Представьте в виде таблицы Markdown с колонками «Номер» и «Строка» часть материала ниже, которая начинается со строки, содержащей «In the photograph above, where can the weed», и идёт до конца материала включительно. В колонку «Номер» запишите порядковый номер строки, а пустые строки пропустите.

----- Исходный материал

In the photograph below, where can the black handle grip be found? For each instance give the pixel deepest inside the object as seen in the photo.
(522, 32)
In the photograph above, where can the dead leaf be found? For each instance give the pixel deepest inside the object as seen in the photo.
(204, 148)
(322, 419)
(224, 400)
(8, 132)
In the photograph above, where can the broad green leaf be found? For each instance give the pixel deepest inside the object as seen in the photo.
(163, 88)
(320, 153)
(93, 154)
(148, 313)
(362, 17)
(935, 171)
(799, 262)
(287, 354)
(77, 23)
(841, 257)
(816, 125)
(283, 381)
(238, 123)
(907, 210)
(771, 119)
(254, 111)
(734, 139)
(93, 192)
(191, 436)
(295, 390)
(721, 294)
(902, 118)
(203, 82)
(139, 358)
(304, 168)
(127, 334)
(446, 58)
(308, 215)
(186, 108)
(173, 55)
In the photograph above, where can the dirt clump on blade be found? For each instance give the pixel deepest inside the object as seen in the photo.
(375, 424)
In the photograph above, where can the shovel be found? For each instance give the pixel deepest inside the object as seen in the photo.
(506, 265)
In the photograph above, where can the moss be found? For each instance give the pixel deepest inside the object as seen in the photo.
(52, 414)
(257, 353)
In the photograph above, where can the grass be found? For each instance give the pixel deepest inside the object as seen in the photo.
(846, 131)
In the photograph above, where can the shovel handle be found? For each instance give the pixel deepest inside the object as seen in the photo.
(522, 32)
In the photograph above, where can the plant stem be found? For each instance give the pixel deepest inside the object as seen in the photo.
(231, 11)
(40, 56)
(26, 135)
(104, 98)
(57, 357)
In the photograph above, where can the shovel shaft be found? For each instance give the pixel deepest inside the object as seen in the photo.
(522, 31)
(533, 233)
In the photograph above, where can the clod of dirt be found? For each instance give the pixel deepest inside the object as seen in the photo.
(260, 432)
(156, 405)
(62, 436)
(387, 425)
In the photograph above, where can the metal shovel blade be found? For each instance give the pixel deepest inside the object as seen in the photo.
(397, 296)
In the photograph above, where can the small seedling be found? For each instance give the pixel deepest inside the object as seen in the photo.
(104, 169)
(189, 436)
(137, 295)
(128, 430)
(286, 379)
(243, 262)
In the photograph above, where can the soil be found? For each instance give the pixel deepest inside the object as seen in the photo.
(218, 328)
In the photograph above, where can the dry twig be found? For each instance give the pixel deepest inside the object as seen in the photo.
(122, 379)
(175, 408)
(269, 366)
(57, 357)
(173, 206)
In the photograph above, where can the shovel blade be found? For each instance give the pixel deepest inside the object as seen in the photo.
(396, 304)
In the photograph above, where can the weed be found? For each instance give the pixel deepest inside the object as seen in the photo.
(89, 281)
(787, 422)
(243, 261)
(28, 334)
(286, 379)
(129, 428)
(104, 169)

----------

● **Ожидаемый результат**:
| Номер | Строка |
|---|---|
| 1 | In the photograph above, where can the weed be found? For each instance give the pixel deepest inside the object as seen in the photo. |
| 2 | (89, 281) |
| 3 | (787, 422) |
| 4 | (243, 261) |
| 5 | (28, 334) |
| 6 | (286, 379) |
| 7 | (129, 428) |
| 8 | (104, 169) |